→ What you are asked to do
In the records below, find each line that holds "reclining" and return it.

→ Task inputs
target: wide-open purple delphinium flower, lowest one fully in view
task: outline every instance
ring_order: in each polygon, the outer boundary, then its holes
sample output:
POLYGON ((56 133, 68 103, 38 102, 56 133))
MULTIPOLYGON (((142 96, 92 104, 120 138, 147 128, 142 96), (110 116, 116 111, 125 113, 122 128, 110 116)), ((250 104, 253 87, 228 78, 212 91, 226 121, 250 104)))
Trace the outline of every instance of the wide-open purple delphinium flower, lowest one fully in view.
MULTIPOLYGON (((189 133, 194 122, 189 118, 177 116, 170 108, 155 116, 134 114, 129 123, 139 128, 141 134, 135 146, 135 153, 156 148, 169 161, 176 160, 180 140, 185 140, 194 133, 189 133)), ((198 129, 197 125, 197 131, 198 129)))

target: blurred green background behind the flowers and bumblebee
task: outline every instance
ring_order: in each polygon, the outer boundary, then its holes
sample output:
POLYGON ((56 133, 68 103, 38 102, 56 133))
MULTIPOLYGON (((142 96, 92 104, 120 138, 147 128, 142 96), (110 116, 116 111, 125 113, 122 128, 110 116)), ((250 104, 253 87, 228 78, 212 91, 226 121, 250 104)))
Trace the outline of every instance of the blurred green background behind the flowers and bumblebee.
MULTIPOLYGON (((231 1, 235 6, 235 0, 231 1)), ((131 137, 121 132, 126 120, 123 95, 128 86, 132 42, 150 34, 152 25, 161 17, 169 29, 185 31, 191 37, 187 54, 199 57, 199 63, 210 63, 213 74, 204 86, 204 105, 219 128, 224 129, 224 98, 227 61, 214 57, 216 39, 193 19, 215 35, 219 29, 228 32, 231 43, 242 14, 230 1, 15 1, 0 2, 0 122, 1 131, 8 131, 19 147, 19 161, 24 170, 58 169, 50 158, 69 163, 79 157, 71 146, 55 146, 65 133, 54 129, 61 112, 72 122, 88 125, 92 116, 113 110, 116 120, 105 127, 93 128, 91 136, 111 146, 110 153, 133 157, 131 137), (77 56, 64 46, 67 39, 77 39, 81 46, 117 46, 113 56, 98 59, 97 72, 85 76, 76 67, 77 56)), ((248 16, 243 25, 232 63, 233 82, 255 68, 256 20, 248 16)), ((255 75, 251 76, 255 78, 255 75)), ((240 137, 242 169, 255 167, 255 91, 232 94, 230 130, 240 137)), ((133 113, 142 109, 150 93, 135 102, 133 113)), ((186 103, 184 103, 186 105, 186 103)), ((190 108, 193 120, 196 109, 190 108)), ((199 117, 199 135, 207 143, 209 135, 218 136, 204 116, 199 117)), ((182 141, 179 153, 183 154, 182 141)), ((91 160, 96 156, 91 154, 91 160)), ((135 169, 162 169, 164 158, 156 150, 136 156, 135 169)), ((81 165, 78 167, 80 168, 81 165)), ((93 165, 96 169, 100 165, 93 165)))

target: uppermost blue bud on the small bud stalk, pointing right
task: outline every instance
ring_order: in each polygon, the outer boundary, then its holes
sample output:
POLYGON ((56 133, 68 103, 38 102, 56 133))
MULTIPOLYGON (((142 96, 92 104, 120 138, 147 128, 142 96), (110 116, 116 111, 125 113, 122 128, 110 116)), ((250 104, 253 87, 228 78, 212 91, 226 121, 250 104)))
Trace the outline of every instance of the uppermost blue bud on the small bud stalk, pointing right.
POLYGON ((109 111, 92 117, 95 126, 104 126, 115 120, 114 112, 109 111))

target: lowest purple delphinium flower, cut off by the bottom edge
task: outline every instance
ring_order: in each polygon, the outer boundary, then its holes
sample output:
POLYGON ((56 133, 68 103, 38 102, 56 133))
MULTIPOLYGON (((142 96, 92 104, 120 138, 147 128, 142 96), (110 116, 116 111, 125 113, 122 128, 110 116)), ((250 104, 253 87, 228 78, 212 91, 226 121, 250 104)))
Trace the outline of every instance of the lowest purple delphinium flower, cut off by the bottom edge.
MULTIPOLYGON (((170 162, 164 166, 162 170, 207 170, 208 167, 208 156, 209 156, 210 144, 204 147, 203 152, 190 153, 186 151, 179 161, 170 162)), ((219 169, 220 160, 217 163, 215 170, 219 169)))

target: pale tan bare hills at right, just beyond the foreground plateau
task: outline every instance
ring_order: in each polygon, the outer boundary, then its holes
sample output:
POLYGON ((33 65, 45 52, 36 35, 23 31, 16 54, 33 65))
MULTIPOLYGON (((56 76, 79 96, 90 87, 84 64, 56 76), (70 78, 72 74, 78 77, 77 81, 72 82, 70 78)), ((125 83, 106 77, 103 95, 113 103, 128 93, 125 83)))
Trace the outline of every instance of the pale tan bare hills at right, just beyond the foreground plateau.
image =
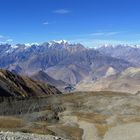
POLYGON ((140 68, 128 68, 120 74, 111 74, 97 81, 81 81, 78 91, 119 91, 137 93, 140 91, 140 68))

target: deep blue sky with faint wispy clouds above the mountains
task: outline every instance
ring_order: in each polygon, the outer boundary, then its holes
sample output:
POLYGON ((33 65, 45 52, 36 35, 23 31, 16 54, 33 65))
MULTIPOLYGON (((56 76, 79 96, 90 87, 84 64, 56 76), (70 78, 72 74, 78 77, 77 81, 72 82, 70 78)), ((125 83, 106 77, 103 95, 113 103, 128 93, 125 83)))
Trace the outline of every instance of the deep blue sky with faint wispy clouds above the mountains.
POLYGON ((140 44, 140 0, 0 0, 0 42, 140 44))

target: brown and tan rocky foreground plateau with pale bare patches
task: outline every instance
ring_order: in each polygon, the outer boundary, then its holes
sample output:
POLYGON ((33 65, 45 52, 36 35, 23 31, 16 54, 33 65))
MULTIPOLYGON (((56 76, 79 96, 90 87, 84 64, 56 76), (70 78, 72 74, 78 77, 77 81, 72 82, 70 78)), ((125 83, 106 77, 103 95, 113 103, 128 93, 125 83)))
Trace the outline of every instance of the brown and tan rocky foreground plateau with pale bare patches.
POLYGON ((1 116, 0 130, 69 140, 140 140, 139 94, 77 92, 42 99, 39 104, 41 108, 33 110, 33 100, 28 100, 28 111, 1 116))

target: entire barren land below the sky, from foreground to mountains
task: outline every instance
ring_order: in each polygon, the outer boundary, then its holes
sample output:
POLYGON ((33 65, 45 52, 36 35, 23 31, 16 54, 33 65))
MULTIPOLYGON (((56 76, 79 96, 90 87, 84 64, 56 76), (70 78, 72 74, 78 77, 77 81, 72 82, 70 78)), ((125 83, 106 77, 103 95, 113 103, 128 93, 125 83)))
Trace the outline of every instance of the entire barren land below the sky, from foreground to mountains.
MULTIPOLYGON (((127 61, 133 53, 123 60, 119 46, 115 57, 108 47, 64 41, 6 46, 0 139, 140 140, 140 68, 135 57, 127 61)), ((129 46, 125 51, 130 48, 135 52, 129 46)))

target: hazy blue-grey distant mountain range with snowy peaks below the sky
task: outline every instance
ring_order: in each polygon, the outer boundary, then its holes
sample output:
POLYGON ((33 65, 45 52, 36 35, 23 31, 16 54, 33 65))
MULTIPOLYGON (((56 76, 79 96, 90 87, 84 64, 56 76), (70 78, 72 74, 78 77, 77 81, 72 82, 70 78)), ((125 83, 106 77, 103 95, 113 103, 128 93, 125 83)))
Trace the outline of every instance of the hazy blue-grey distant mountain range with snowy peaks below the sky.
POLYGON ((74 85, 84 79, 100 79, 110 67, 116 73, 138 67, 139 50, 121 45, 90 49, 64 40, 31 45, 1 44, 0 67, 28 76, 43 71, 54 80, 74 85))

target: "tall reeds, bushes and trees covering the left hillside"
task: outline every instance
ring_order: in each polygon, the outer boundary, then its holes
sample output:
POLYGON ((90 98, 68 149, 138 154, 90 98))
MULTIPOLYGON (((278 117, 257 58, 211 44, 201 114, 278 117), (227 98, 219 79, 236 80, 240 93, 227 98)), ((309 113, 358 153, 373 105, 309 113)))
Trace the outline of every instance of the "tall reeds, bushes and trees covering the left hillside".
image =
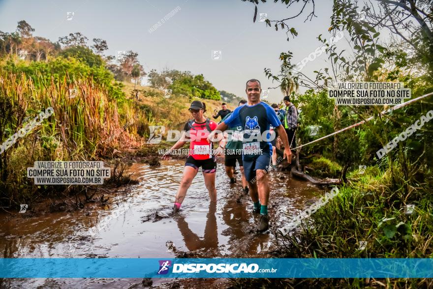
POLYGON ((218 91, 203 75, 171 71, 167 98, 165 87, 137 85, 146 73, 133 51, 116 60, 103 55, 105 40, 94 38, 91 49, 80 32, 58 43, 33 32, 26 21, 18 23, 17 32, 0 32, 0 144, 48 107, 54 114, 0 155, 3 210, 82 191, 81 186, 35 186, 27 178, 34 161, 147 156, 156 149, 144 142, 149 126, 177 128, 189 119, 186 107, 197 97, 207 98, 211 111, 220 105, 218 91))

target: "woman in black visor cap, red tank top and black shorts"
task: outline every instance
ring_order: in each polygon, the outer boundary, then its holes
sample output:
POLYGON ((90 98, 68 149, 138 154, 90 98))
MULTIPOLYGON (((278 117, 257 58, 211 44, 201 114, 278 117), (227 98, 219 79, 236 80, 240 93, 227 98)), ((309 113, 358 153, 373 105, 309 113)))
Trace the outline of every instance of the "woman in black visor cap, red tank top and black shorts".
MULTIPOLYGON (((216 159, 212 155, 212 143, 207 140, 209 133, 216 128, 216 122, 211 121, 203 116, 206 112, 204 102, 194 100, 189 107, 193 119, 189 120, 184 127, 182 137, 171 147, 171 150, 177 150, 186 144, 189 140, 189 154, 186 158, 184 175, 176 193, 176 199, 173 206, 173 214, 176 214, 181 208, 181 204, 185 199, 186 191, 191 186, 192 180, 197 175, 198 168, 202 167, 203 177, 205 179, 206 189, 209 192, 211 202, 216 202, 216 159)), ((162 156, 163 160, 168 158, 168 155, 162 156)))

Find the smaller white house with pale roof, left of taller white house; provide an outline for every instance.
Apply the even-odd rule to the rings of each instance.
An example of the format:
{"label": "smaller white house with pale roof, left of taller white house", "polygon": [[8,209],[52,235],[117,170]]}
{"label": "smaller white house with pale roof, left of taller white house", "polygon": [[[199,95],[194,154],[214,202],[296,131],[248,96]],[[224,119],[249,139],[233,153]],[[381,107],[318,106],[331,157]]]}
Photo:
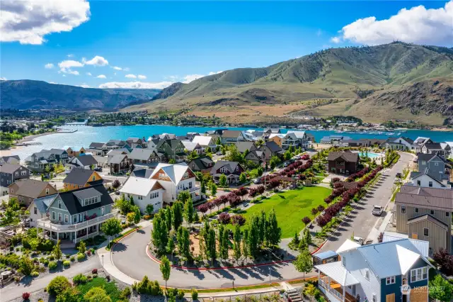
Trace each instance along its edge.
{"label": "smaller white house with pale roof, left of taller white house", "polygon": [[164,206],[164,187],[156,179],[142,177],[129,177],[120,189],[127,198],[134,198],[135,205],[139,206],[140,212],[146,213],[147,205],[152,204],[154,212]]}

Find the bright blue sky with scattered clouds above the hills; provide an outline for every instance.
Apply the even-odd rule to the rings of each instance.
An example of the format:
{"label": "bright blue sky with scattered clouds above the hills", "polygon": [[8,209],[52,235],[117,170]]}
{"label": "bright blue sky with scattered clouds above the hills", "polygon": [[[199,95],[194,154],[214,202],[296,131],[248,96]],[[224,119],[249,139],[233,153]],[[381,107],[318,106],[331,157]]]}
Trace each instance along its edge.
{"label": "bright blue sky with scattered clouds above the hills", "polygon": [[[71,1],[83,9],[71,12],[77,20],[69,29],[49,30],[43,25],[44,32],[50,33],[41,35],[36,28],[29,29],[34,33],[18,33],[1,21],[0,33],[6,38],[0,43],[0,77],[91,87],[162,88],[210,72],[268,66],[326,47],[380,44],[394,37],[453,45],[452,1],[91,1],[88,10],[84,0]],[[398,13],[420,5],[424,8]],[[432,21],[426,21],[426,16],[432,16],[427,9],[437,18],[434,28],[411,32],[410,27],[432,26]],[[40,18],[40,24],[45,24],[43,15],[23,16],[23,20]],[[398,19],[389,19],[395,15]],[[357,21],[372,16],[376,20],[371,24]],[[387,22],[377,22],[383,20]],[[68,31],[54,32],[60,30]],[[439,30],[446,33],[434,34]],[[379,34],[383,32],[384,38]],[[81,66],[74,67],[73,62],[71,67],[59,67],[65,60]],[[100,75],[105,78],[97,78]]]}

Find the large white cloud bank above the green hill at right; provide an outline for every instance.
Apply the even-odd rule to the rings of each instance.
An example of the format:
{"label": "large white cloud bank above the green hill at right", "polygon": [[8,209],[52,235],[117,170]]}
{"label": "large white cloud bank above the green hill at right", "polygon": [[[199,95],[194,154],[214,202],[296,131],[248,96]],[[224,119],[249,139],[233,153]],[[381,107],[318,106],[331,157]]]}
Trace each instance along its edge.
{"label": "large white cloud bank above the green hill at right", "polygon": [[396,15],[379,21],[374,16],[362,18],[344,26],[340,37],[365,45],[400,40],[450,46],[453,45],[453,0],[439,9],[426,9],[422,5],[401,9]]}

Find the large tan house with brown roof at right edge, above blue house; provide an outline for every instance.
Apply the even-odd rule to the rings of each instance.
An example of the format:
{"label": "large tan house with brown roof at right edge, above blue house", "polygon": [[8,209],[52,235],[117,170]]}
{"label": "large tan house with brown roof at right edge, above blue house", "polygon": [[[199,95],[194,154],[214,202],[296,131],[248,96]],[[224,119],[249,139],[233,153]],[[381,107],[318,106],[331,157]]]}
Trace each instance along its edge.
{"label": "large tan house with brown roof at right edge, above blue house", "polygon": [[430,242],[430,254],[452,250],[453,190],[401,186],[395,198],[396,232]]}

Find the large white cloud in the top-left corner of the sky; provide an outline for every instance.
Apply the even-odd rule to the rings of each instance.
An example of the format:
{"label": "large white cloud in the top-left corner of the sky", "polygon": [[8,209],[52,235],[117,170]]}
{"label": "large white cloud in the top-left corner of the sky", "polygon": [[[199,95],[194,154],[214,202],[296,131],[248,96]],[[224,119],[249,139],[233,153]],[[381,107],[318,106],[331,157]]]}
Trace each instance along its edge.
{"label": "large white cloud in the top-left corner of the sky", "polygon": [[50,33],[71,31],[90,17],[86,0],[2,0],[0,40],[40,45]]}

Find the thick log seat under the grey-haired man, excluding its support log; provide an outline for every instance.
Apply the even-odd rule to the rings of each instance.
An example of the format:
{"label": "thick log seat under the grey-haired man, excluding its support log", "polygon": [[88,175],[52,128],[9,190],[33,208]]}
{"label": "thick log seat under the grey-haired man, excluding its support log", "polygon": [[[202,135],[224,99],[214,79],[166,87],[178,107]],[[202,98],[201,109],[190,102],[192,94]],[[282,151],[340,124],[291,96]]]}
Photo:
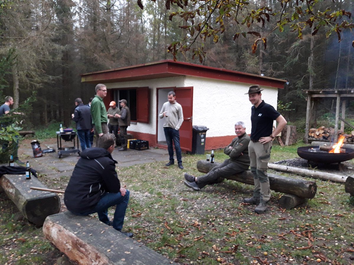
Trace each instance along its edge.
{"label": "thick log seat under the grey-haired man, excluding its support log", "polygon": [[[214,166],[219,163],[210,163],[208,161],[199,160],[197,169],[199,172],[208,173]],[[302,179],[282,177],[278,175],[268,174],[270,189],[275,192],[289,193],[300,198],[312,199],[316,195],[317,185],[313,181],[304,181]],[[247,170],[239,174],[225,177],[241,183],[254,185],[253,175]]]}

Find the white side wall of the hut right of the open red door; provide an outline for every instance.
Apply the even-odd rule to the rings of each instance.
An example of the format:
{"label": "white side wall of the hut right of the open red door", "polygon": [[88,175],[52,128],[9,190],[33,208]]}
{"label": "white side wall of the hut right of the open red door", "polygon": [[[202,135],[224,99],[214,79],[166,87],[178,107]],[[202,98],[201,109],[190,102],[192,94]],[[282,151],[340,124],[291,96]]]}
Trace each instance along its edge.
{"label": "white side wall of the hut right of the open red door", "polygon": [[[207,137],[234,135],[234,124],[243,121],[251,133],[251,107],[248,92],[251,84],[186,77],[185,86],[193,86],[193,125],[209,128]],[[262,99],[276,109],[278,89],[264,87]]]}

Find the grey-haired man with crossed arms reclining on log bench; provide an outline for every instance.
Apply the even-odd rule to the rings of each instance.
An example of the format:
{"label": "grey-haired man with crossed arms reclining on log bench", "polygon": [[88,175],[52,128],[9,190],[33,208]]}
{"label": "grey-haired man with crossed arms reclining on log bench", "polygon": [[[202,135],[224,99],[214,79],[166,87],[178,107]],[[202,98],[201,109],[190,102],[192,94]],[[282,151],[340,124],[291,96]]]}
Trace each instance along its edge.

→ Answer below
Find the grey-haired man with crossed arms reclining on log bench; provide an outline for every instance.
{"label": "grey-haired man with crossed arms reclining on log bench", "polygon": [[88,175],[52,128],[9,190],[33,208]]}
{"label": "grey-haired man with crossed arms reclining on log bench", "polygon": [[[202,135],[224,99],[214,79],[166,87],[178,107]],[[202,98],[201,109],[190,102],[192,94]],[[282,151],[340,124],[291,96]]]}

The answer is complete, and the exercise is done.